> [CHECK YOUR UNDERSTANDING]:
1. In the neural network explainer:
(a) What are the arrays of numbers that images, text, and other data are converted into called?
(b) In the height and shoe size example, what does b stand for?
(c) What are the layers of nodes between the input and the output called?
2. Could you rewrite everything in the neural network explainer from "Each of the weights" down to "certain sentence structures.", switching "biases" to "offsets"?

> [EXCERPT]:
By Tech Brew Staff
less than 3 min read
Definition:
Most advanced machine learning algorithms use a structure called a neural network to model algorithms. Loosely modeled after the human brain, neural networks consist of columns of nodes, each defined by weights and biases.
Images, text, and other data are converted into arrays of numbers, called tensors, and fed into the input layer of nodes. From there, this data is multiplied by a set of given weights and fed to each of the nodes in the next layer, which sum them up in addition to a bias number.
Illustrating how neural networks work
Imagine you have data on people’s heights and shoe sizes. You plot it on a graph with a line of best fit–y=mx+b—where m is the average shoe size increase for every additional inch of height, and b is a baseline shoe size. This line maps a relationship within your data and is essentially one neural network node—m is the weight value and b is the bias value. You could scale that up into an endlessly more complicated, layered system that could plot increasingly complex nonlinear relationships between all kinds of characteristics—age, gender, foot width, genetic traits. From that, it could also predict something like shoe size. That’s a massively oversimplified version of a neural network but, at its core, it’s akin to a giant statistical equation.
Each of the weights are often initially set to random numbers and tweaked, along with biases, in the course of feeding training data through the system. Most modern neural networks include many “hidden layers” of nodes—those between the input and output. As the data trickles deeper into the layers, the concepts analyzed become more sophisticated and abstract. That’s where image models might zero in on, say, the ears of a cat photo, or natural language models might parse certain sentence structures.

> [INFORMATION SUPPLIED]:

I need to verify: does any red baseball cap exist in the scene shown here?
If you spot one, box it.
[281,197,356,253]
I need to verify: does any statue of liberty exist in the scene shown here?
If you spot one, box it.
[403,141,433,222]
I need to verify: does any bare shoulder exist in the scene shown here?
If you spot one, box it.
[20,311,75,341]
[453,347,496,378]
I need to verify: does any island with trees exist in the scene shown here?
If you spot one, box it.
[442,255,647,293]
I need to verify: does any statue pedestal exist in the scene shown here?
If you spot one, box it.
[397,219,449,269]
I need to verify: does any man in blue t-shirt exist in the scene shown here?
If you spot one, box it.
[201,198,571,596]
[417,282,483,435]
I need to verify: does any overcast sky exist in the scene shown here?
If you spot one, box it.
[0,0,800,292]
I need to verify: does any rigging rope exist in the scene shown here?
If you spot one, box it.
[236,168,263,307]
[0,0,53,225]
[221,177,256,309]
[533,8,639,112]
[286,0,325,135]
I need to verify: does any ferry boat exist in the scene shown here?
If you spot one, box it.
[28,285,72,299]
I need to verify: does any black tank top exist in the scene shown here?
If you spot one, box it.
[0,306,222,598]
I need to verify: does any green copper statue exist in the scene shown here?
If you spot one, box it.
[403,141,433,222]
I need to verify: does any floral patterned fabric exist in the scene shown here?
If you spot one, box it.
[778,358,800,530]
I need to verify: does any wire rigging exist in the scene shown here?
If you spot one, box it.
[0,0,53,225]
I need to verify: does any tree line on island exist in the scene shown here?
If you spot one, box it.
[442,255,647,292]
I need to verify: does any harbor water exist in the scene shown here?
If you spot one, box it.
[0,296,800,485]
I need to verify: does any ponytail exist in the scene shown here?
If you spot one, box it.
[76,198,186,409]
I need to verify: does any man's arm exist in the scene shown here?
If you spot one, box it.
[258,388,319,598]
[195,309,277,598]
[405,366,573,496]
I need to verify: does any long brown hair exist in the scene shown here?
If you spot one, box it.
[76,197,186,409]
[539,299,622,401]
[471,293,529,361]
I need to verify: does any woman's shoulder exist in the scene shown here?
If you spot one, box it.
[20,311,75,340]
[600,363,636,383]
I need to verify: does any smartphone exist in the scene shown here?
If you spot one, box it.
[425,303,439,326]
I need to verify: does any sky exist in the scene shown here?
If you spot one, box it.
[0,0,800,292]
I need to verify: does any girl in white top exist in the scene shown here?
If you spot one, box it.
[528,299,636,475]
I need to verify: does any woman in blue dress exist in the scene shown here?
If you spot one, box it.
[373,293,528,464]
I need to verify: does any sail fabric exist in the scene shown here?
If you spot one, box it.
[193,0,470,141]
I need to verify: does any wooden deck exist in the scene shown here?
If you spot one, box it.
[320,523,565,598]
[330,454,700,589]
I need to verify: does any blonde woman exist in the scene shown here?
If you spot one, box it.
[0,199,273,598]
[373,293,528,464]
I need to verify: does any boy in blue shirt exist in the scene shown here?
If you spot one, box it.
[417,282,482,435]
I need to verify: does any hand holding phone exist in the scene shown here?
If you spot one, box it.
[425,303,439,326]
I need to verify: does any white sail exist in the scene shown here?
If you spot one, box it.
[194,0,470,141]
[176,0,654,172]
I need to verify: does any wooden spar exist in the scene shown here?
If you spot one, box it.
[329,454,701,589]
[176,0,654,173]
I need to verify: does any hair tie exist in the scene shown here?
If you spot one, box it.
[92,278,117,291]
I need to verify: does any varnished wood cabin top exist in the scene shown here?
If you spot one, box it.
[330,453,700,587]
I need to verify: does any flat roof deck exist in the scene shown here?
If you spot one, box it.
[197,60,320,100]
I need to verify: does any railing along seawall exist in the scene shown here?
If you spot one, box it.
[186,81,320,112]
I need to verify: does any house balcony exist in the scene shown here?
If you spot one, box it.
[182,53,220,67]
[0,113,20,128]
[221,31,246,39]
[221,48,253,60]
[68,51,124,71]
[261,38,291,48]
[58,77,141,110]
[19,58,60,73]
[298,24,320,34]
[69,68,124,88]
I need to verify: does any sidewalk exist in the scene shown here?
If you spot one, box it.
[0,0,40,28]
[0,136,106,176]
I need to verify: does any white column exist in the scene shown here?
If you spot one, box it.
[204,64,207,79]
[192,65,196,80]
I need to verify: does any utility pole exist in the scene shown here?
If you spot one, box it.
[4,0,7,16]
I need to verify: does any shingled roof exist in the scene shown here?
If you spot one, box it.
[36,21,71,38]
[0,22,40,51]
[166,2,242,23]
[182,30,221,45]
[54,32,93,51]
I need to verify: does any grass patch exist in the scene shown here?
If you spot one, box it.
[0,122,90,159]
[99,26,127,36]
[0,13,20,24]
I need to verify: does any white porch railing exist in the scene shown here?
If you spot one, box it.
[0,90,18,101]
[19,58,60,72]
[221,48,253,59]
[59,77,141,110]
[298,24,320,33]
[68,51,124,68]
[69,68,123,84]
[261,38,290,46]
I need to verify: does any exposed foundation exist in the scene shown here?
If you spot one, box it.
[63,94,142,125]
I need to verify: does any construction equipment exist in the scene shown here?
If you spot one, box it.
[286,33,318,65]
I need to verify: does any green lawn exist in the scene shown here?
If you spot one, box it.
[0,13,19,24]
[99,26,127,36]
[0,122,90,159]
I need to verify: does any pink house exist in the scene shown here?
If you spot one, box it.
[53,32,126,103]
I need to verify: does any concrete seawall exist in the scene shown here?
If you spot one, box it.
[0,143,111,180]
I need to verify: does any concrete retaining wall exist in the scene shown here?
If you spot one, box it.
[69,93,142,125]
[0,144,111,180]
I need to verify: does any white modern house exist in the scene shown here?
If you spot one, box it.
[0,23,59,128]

> [ANSWERS FOR THE TASKS]:
1.
(a) Tensors
(b) A baseline shoe size
(c) Hidden layers

2.
Each of the weights are often initially set to random numbers and tweaked, along with offsets, in the course of feeding training data through the system. Most modern neural networks include many “hidden layers” of nodes—those between the input and output. As the data trickles deeper into the layers, the concepts analyzed become more sophisticated and abstract. That’s where image models might zero in on, say, the ears of a cat photo, or natural language models might parse certain sentence structures.